Quote every one of the following lines verbatim, omitting the pictures from your reply.

##### Records provided #####

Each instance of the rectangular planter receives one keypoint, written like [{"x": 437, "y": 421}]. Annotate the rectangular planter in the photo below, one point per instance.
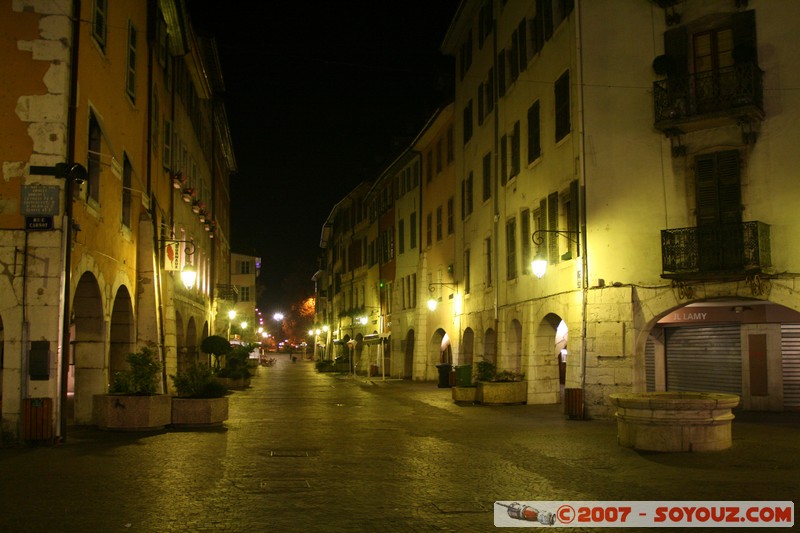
[
  {"x": 199, "y": 412},
  {"x": 132, "y": 413},
  {"x": 502, "y": 392},
  {"x": 465, "y": 394}
]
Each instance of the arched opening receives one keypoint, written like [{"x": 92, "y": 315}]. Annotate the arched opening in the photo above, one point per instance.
[
  {"x": 87, "y": 361},
  {"x": 490, "y": 346},
  {"x": 514, "y": 359},
  {"x": 122, "y": 333},
  {"x": 440, "y": 353},
  {"x": 468, "y": 347},
  {"x": 408, "y": 358},
  {"x": 544, "y": 366},
  {"x": 740, "y": 346}
]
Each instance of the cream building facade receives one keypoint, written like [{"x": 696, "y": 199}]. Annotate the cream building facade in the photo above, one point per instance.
[
  {"x": 107, "y": 116},
  {"x": 643, "y": 152}
]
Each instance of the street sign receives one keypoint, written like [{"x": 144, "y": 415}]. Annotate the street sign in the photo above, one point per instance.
[
  {"x": 39, "y": 200},
  {"x": 38, "y": 223}
]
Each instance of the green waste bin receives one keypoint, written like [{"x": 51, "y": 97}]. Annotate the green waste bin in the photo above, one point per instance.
[
  {"x": 463, "y": 375},
  {"x": 444, "y": 374}
]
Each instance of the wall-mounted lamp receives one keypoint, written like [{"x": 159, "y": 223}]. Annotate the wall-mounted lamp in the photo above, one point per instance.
[
  {"x": 539, "y": 263},
  {"x": 433, "y": 302},
  {"x": 188, "y": 272}
]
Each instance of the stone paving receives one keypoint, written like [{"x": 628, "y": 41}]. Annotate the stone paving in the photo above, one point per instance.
[{"x": 304, "y": 451}]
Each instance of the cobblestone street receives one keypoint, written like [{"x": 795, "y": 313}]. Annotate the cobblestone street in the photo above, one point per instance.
[{"x": 304, "y": 451}]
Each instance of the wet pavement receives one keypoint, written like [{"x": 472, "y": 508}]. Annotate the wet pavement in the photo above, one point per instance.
[{"x": 304, "y": 451}]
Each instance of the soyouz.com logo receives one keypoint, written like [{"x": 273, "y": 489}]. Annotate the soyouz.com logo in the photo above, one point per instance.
[{"x": 643, "y": 514}]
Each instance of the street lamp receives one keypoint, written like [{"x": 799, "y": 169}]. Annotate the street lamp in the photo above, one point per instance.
[{"x": 231, "y": 316}]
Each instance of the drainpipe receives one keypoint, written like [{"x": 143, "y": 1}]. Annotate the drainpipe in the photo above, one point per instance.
[
  {"x": 582, "y": 193},
  {"x": 66, "y": 225}
]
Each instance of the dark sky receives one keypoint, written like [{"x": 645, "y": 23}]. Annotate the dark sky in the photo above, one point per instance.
[{"x": 321, "y": 95}]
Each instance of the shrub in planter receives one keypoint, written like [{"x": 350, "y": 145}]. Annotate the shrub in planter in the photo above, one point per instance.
[
  {"x": 133, "y": 402},
  {"x": 201, "y": 400}
]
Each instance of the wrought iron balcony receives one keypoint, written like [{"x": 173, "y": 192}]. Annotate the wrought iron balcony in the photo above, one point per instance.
[
  {"x": 726, "y": 96},
  {"x": 715, "y": 251},
  {"x": 227, "y": 292}
]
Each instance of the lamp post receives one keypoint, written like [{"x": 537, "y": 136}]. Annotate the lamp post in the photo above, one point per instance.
[{"x": 231, "y": 316}]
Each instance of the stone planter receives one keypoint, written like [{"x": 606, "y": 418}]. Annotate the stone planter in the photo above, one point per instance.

#####

- **Output below**
Each instance of the rectangular planter receives one keypoint, written like [{"x": 437, "y": 421}]. Annotate the rectangular planter in the photo below, one point per instance.
[
  {"x": 199, "y": 412},
  {"x": 132, "y": 413},
  {"x": 502, "y": 392},
  {"x": 465, "y": 394}
]
Each instance of the arched opening receives one keypoint, written like [{"x": 92, "y": 315}]. Annotate the arched opening in the photo above, one point per instance.
[
  {"x": 87, "y": 361},
  {"x": 490, "y": 346},
  {"x": 514, "y": 359},
  {"x": 122, "y": 333},
  {"x": 440, "y": 353},
  {"x": 468, "y": 347},
  {"x": 408, "y": 358},
  {"x": 544, "y": 366},
  {"x": 740, "y": 346}
]
Each instance of the cream building facade receives one keypoint, written like [{"x": 696, "y": 199}]. Annotate the cream building facade in the photo above, one point per instance.
[
  {"x": 107, "y": 116},
  {"x": 643, "y": 152}
]
Each instance of the street sign receives one keypoint, written like [{"x": 144, "y": 415}]. Annotate the street sign in the photo above, one point per instance.
[
  {"x": 39, "y": 200},
  {"x": 38, "y": 223}
]
Each instance of the green waste bin receives one keypoint, written like [{"x": 51, "y": 97}]. Annotate the green waste bin in the photo above, one point per instance.
[
  {"x": 463, "y": 375},
  {"x": 444, "y": 374}
]
Each instance of the wall-mounted lamp receives one keypoint, written like [{"x": 159, "y": 223}]. Annotate the wall-mounted lamp in the photo above, one point per instance.
[
  {"x": 539, "y": 263},
  {"x": 433, "y": 302},
  {"x": 188, "y": 272}
]
Each instance of the stone paving receives one keypoint, written like [{"x": 628, "y": 41}]. Annotate the stone paving in the photo above, one point per instance.
[{"x": 304, "y": 451}]
Each instance of the cobblestone street receives one keypoint, written like [{"x": 795, "y": 313}]. Annotate the cobblestone street in the photo above, one point per instance.
[{"x": 304, "y": 451}]
Each instance of the wet pavement receives one keypoint, written like [{"x": 472, "y": 508}]. Annotate the wet pavement in the photo above, one point per instance.
[{"x": 304, "y": 451}]
Each instance of the soyouz.com logo receives one keypoint, written like [{"x": 273, "y": 489}]. Annotate the soyouz.com logo in the photo above, one point per instance.
[{"x": 643, "y": 514}]
Each instance of the street lamp receives one keypoint, written like [{"x": 799, "y": 169}]. Annotate the street lamp in the photo above, one point per instance.
[{"x": 231, "y": 316}]
Each instance of the drainpipe receives one keypoint, written like [{"x": 143, "y": 1}]. Annotate the drainpipe in the photo above, one point per instance.
[
  {"x": 582, "y": 193},
  {"x": 66, "y": 225}
]
Each instance of the dark sky receives one keypoint, written like [{"x": 645, "y": 23}]. Annotate the dark sky in the photo above, one point per instance.
[{"x": 321, "y": 95}]
Each instance of the shrub in planter receives one keypoint, written like [{"x": 350, "y": 145}]. Annotate the shrub in planter in the photo above, one point per instance.
[
  {"x": 133, "y": 402},
  {"x": 201, "y": 400}
]
Each instance of the wrought iron balcony receives one keypoint, written like [{"x": 173, "y": 192}]. Annotate the wrought iron balcony in the photo above, one point per instance.
[
  {"x": 726, "y": 96},
  {"x": 715, "y": 251},
  {"x": 227, "y": 292}
]
Each instance of the lamp post receives one keypoint, written like [{"x": 537, "y": 136}]. Annotate the lamp post in the photo above, one point per instance.
[{"x": 231, "y": 316}]
Each instance of the stone planter receives one keypoint, written like [{"x": 606, "y": 418}]. Annotate the stone planter in the photo above, one point per instance.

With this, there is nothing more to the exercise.